Work instructions - Return the lines below that carry the word "pane".

Record extracts -
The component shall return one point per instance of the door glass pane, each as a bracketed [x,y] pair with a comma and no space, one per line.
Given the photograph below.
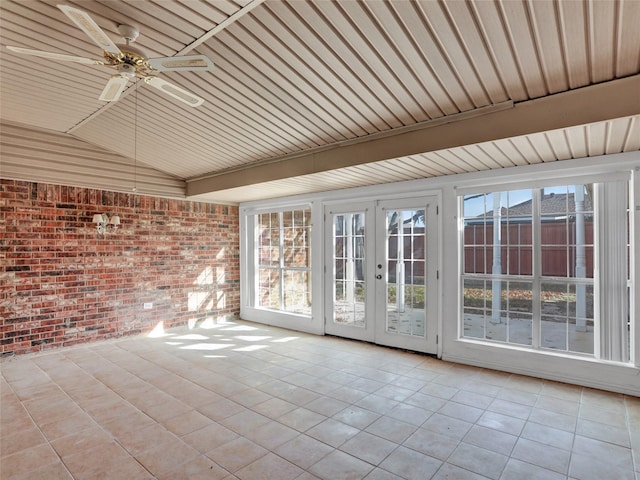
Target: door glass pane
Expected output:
[406,290]
[349,262]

Answer -
The component shall return one point per instance of the door glass pane, each as a bracketed [x,y] pair with a comma and no space, one per line.
Target: door glass pane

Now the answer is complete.